AEDs (part 2)

Anti-epileptic drugs (part 2)

For most people with epilepsy, the treatment for their seizures includes anti-epileptic drugs (AEDs). But how do AEDs stop seizures from happening?

Anti-epileptic drugs (AEDs) work on the brain to make it less likely to have seizures. But how exactly do they do this? In AEDs part two we look at how AEDs work on the brain to stop seizures.

To understand this topic we will be referring back to the topics from other Back2Basics articles on how neurones work.

What do AEDs do?

AEDs make the brain less likely to have seizures by altering and reducing the excessive electrical activity (or excitability) of the neurones that normally cause a seizure. Different AEDs work in different ways and have different effects on the brain. The way AEDs work is not fully understood. How AEDs have been developed is somewhat ‘random’ either by luck (finding that an existing drug used for something else happens to work on seizures), or by huge numbers of different drugs being tried in an effort to find one that works.

Ways of acting

There are several different ways in which AEDs stop seizures from happening, by working on particular ‘targets’ in the brain. AEDs may affect the neurotransmitters responsible for sending messages, or attach themselves to the surface of neurones and alter the activity of the cell by changing how ions flow into and out of the neurones.

In this article we will look at four targets (although there are others too): sodium ion channels, calcium ion channels, the GABA system and receptor agonists, and glutamate receptor antagonists.

Sodium ion channels

Sodium channels are the parts of the neurone that affect how electrical signals or messages are passed along the length of a neurone. “Action potentials are events that cause the cell membrane of the neurone to depolarize and repolarize. This is because they change the amount of ions inside and outside the cell, which then changes the electrical charge of the cell. This is how messages travel along a neurone”. Sodium channels affect how ‘excitable’ neurones are and how easily messages are sent from one brain cell to another.
● ● ● ●
WHAT TO DO:
1) Do the following statements agree with the article on anti-epileptic drugs? (a) The way AEDs work is fully understood. (b) AEDs may attach themselves to the surface of neurones. (c) The article looks at four targets. For each, answer yes or no and quote the words of the article that decide it.
2) In the article on anti-epileptic drugs, what word is given in parentheses as another name for the excessive electrical activity of neurones?
3) Write out the article on anti-epileptic drugs between "AEDs (part 2)" and "how neurones work.", inclusive, replacing "seizures" with "fits".

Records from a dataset
● ● ● ●
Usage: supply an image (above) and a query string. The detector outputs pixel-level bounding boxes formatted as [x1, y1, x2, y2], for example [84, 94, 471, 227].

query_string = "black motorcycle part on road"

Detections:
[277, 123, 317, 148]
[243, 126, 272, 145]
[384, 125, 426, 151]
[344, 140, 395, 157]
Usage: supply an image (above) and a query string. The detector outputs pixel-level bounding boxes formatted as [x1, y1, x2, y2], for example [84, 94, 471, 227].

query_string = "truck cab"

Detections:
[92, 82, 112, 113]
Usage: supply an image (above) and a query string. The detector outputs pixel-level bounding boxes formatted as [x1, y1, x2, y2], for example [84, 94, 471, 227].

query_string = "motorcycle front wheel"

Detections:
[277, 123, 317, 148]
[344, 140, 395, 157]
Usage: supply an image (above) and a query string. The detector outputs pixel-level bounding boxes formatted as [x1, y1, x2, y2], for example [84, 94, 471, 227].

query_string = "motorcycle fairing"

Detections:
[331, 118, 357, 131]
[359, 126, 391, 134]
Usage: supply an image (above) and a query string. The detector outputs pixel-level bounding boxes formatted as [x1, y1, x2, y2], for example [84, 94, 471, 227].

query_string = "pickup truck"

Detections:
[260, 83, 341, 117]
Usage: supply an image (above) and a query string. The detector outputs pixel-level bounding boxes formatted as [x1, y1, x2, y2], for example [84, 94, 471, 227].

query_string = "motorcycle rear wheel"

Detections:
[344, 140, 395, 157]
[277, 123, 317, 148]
● ● ● ●
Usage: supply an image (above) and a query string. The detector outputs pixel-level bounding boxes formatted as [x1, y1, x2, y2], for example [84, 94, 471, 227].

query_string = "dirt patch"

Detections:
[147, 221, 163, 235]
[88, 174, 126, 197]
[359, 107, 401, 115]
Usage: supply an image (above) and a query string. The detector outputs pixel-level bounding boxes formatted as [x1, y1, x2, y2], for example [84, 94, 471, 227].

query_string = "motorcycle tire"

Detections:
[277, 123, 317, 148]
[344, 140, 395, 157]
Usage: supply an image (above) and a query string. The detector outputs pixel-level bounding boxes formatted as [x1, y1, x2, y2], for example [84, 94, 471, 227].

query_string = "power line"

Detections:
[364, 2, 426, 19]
● ● ● ●
OUTPUTS FOR THE TASKS:
1)
(a) No: "The way AEDs work is not fully understood."
(b) Yes: "attach themselves to the surface of neurones and alter the activity of the cell"
(c) Yes: "In this article we will look at four targets"

2) Excitability.

3)
AEDs (part 2)

Anti-epileptic drugs (part 2)

For most people with epilepsy, the treatment for their fits includes anti-epileptic drugs (AEDs). But how do AEDs stop fits from happening?

Anti-epileptic drugs (AEDs) work on the brain to make it less likely to have fits. But how exactly do they do this? In AEDs part two we look at how AEDs work on the brain to stop fits.

To understand this topic we will be referring back to the topics from other Back2Basics articles on how neurones work.